- _TEXT SEGMENT_
-=-=-

Yesterday, the House of Representatives passed a bill that no one has evaluated and few had even seen that “repeals Obamacare”. Of course, the Senate must pass a similar bill in order for it to become law, but despite that not-too-small detail still to be attended to, President Trump held a Rose Garden gathering celebrating the House passage of the AHCA.

Clearly something big has happened. But what?

To start, I have never been an enthusiastic supporter of the Affordable Care Act . It has been flawed from the very start in my eyes because it was never about providing quality healthcare to the poor. It only passed with the support of Big Pharma, Big Medicine and the American Hospital Association. It always looked to the fact that one sixths of the American economy is directly related to health care and one third is indirectly related. The money mattered more than access to care for the poor. This is why 90% of Church Health patients haven’t been directly impacted by the ACA.

Obamacare only allows people to have health insurance in states that have expanded Medicaid and if your income allows access to a subsidy to buy insurance off the Exchange. If you make below 138% of the poverty level, then you can neither purchase insurance off the Exchange with a subsidy nor do you qualify for Medicaid in Tennessee. This means the poorest people get nothing.

The new law, whenever it emerges, if and when it does, will have a major impact in states that did expand Medicaid. It will also give states far more power in the ways they spend their Medicaid dollars, which could be good if used wisely.

One of the real problems in this whole debate is that if you supported President Obama then everything in the ACA was deemed to be good. If you didn’t support him then it was all bad. Neither position was ever accurate. The same will be true for whatever happens next.

-=-=-

- _ENTRIES PROVIDED_
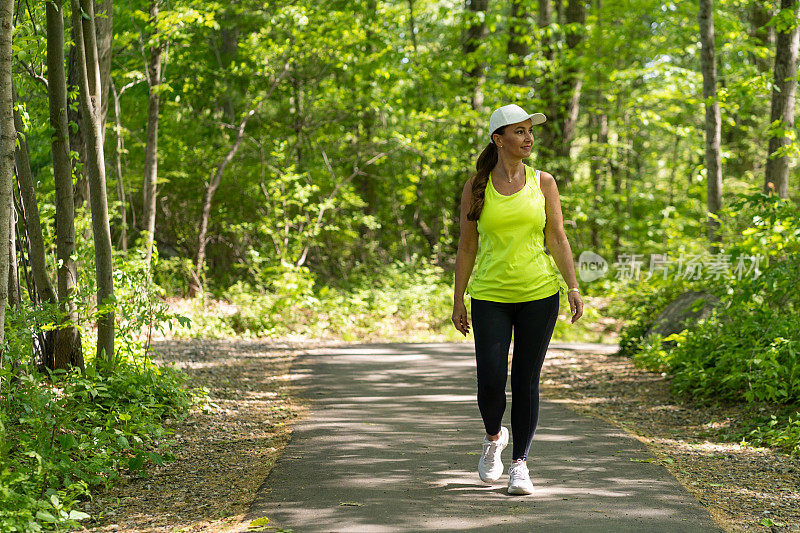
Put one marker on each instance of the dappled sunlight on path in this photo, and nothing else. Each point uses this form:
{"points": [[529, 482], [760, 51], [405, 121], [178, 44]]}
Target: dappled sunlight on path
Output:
{"points": [[392, 440]]}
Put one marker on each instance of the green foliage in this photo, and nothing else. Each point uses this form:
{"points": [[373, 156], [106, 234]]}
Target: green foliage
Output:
{"points": [[781, 430], [748, 349], [59, 442]]}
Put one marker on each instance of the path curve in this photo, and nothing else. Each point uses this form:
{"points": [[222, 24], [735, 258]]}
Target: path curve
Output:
{"points": [[391, 440]]}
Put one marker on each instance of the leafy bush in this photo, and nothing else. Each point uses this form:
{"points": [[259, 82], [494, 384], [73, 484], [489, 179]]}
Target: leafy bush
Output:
{"points": [[57, 443], [748, 348], [63, 434]]}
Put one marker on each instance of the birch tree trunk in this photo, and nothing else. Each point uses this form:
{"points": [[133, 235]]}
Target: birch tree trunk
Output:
{"points": [[67, 347], [784, 89], [8, 137], [89, 70], [151, 146], [104, 22], [713, 121], [208, 197], [474, 34], [27, 190], [519, 28], [7, 141], [13, 274], [123, 210]]}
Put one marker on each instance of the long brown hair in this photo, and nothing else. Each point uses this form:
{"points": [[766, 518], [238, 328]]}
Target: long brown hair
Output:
{"points": [[486, 162]]}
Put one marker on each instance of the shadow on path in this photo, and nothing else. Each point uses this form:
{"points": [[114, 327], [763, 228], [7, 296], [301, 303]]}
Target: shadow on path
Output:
{"points": [[391, 443]]}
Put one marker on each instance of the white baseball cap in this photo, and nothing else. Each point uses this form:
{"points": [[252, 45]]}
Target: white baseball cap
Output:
{"points": [[511, 114]]}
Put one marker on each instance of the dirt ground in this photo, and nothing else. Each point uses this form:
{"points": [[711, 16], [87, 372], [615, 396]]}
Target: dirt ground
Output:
{"points": [[743, 487], [226, 451]]}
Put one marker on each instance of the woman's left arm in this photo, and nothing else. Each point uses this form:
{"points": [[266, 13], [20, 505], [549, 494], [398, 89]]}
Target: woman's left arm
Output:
{"points": [[557, 242]]}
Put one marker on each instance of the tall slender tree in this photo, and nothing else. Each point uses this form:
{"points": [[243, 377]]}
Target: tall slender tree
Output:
{"points": [[475, 32], [90, 97], [518, 47], [67, 346], [151, 146], [713, 120], [784, 90], [7, 139]]}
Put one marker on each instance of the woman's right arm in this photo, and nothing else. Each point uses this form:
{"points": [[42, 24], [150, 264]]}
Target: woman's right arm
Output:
{"points": [[465, 259]]}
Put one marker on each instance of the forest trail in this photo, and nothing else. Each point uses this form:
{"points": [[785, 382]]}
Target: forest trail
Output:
{"points": [[391, 443]]}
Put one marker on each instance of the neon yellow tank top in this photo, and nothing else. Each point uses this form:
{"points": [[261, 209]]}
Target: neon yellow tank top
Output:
{"points": [[511, 264]]}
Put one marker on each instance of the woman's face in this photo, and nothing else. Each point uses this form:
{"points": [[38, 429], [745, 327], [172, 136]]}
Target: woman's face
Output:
{"points": [[517, 139]]}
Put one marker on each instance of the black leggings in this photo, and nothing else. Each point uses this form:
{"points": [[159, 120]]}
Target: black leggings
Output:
{"points": [[533, 324]]}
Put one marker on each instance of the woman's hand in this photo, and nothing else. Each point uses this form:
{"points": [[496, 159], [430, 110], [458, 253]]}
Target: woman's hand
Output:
{"points": [[460, 320], [575, 305]]}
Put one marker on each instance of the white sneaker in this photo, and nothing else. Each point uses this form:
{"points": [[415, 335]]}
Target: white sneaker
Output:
{"points": [[519, 481], [490, 465]]}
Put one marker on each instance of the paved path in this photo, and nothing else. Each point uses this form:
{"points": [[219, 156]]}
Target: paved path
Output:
{"points": [[391, 444]]}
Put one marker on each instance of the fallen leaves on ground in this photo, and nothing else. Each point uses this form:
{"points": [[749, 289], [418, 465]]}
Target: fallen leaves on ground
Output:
{"points": [[745, 488], [223, 454]]}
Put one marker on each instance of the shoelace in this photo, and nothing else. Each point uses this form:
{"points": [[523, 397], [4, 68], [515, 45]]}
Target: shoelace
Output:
{"points": [[489, 449], [519, 472]]}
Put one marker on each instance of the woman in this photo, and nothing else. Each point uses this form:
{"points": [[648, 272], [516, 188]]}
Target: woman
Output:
{"points": [[514, 210]]}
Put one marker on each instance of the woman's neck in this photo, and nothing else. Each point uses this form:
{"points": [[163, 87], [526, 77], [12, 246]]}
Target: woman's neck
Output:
{"points": [[508, 168]]}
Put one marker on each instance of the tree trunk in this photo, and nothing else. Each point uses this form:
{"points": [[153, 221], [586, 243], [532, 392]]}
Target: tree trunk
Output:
{"points": [[211, 187], [27, 189], [519, 29], [123, 212], [68, 349], [7, 141], [104, 23], [13, 274], [765, 35], [713, 120], [474, 34], [80, 191], [89, 69], [562, 96], [151, 146], [784, 90]]}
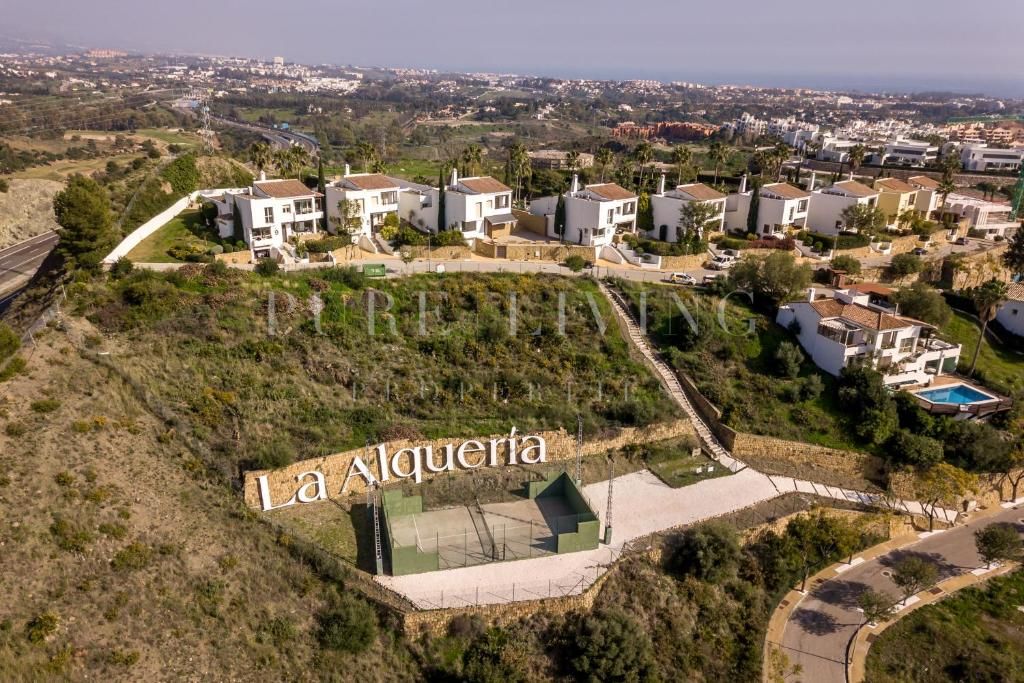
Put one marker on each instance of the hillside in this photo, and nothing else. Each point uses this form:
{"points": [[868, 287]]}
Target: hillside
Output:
{"points": [[128, 560]]}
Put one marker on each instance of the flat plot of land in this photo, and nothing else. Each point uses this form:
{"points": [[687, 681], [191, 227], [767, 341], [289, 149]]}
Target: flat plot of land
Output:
{"points": [[504, 531]]}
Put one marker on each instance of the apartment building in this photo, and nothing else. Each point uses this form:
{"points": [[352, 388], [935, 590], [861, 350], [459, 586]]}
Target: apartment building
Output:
{"points": [[984, 158], [848, 328], [268, 214], [909, 153], [667, 208], [593, 214], [895, 197], [827, 205]]}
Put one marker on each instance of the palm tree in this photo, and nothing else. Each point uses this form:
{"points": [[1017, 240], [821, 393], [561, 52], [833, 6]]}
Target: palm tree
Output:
{"points": [[987, 300], [604, 158], [718, 154], [856, 156], [682, 158], [260, 155], [643, 154]]}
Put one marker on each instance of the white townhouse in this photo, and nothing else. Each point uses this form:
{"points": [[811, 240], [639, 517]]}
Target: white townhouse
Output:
{"points": [[780, 207], [269, 214], [990, 218], [1011, 314], [848, 328], [928, 195], [593, 214], [827, 204], [909, 153], [667, 209], [984, 158], [371, 197], [479, 207]]}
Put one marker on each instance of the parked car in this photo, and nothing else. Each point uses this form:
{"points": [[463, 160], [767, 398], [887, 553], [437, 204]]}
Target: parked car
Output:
{"points": [[681, 279]]}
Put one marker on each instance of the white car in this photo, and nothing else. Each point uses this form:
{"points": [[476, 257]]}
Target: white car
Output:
{"points": [[681, 279]]}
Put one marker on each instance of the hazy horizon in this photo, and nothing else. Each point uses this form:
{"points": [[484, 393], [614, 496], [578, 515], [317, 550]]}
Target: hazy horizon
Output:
{"points": [[793, 44]]}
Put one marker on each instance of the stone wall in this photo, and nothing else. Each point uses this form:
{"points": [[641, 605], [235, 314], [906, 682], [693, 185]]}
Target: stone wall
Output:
{"points": [[808, 457], [283, 483]]}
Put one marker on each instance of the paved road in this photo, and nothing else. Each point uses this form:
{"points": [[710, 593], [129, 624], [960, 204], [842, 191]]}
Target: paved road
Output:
{"points": [[19, 262], [820, 628]]}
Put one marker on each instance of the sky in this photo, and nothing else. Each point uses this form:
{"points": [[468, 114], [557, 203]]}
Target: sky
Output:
{"points": [[967, 46]]}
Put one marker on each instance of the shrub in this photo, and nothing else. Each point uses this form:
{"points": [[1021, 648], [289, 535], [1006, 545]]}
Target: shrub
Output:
{"points": [[350, 626], [267, 267], [574, 262], [45, 406], [41, 627], [709, 552], [134, 556]]}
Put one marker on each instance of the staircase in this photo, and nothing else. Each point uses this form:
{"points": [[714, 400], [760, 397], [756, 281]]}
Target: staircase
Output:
{"points": [[671, 382]]}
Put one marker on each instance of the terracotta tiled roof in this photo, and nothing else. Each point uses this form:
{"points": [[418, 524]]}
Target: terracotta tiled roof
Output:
{"points": [[858, 314], [484, 184], [893, 185], [854, 188], [785, 190], [283, 189], [371, 181], [1016, 291], [700, 191], [610, 190], [924, 182]]}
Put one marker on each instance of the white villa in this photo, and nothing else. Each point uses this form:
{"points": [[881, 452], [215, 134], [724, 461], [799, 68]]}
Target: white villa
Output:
{"points": [[667, 208], [849, 329], [827, 204], [593, 214], [269, 213], [780, 207], [1011, 314]]}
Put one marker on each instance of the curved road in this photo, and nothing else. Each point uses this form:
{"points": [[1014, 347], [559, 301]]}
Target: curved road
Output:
{"points": [[819, 629]]}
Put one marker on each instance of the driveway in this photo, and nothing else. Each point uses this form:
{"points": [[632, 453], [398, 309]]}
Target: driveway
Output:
{"points": [[819, 629]]}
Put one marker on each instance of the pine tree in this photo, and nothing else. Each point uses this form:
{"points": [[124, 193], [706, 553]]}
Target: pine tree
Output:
{"points": [[441, 225], [83, 211]]}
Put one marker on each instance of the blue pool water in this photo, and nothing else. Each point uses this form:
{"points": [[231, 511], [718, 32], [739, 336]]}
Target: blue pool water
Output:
{"points": [[956, 394]]}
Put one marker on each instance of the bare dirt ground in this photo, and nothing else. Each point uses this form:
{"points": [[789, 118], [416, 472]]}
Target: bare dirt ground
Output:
{"points": [[27, 210], [143, 565]]}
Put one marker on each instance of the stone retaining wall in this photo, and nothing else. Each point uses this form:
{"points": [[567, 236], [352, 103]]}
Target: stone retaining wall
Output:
{"points": [[561, 445]]}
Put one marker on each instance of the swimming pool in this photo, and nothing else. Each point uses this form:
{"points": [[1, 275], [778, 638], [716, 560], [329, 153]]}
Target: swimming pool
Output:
{"points": [[956, 394]]}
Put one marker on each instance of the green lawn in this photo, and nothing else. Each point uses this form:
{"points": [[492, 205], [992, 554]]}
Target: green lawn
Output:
{"points": [[183, 230], [976, 635], [1000, 367]]}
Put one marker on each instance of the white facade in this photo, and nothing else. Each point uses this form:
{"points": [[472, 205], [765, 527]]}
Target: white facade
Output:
{"points": [[848, 329], [1011, 314], [909, 153], [984, 158], [593, 214], [270, 213], [827, 204], [667, 209], [373, 195]]}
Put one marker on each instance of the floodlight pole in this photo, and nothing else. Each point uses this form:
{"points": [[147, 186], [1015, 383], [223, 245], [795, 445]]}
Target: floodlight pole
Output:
{"points": [[579, 476], [607, 512]]}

-=-=-

- _EXERCISE INSTRUCTIONS_
1 – Render this sentence from the post about the House health care bill in Spanish: "This means the poorest people get nothing."
2 – Carry the post about the House health care bill forward from its final sentence, keeping its voice and point of view.
The listing has no connection to the post about the House health care bill.

- _RESULTS FOR EACH TASK_
1 – Esto significa que las personas más pobres no reciben nada.

2 –
I heard a congressman from New York praise the new impending law and its changes to Medicaid by saying that he never understood why able bodied working people should get the same benefit for their healthcare as the blind and the disabled. What I think he has never experienced is the near-impossible cost of health insurance for people making minimum wage. Without the benefit of Medicaid, millions of people in America will remain uninsured. The real issue here is poverty, not healthcare and how we in America are prepared to respond to this cancer.

Most people only think about healthcare when they need it. For the most part that is a good thing. But it is not good for us to continue to live unhealthy lives and expect the broken healthcare system to fix us when we are desperate. Sadly, this may all be the result of a capitalistic economic system. We reward winners and accept that many will be left behind. But is this really God’s economy? Doesn’t God call us to care for those who are least among us? Shouldn’t we as people of faith be advocating for everyone to live the life well lived and shouldn’t this begin in our faith communities?

I raise this question because it is more clear to me than ever that we cannot depend on the political or economic system to provide the needed healthcare system for the poor. At least not in my life time. The only way the poor will be adequately cared for is when communities decide they will care for their neighbors and see everyone as their own. This is why Church Health will today do what we did yesterday and the day before and will do the same next week. Nothing has changed in our mission.

I am confident that the work we do is what God expects us to be doing. I will be praying for wisdom in Washington, but I will continue working to care for the next person God has put in front of me who has been left behind by the system.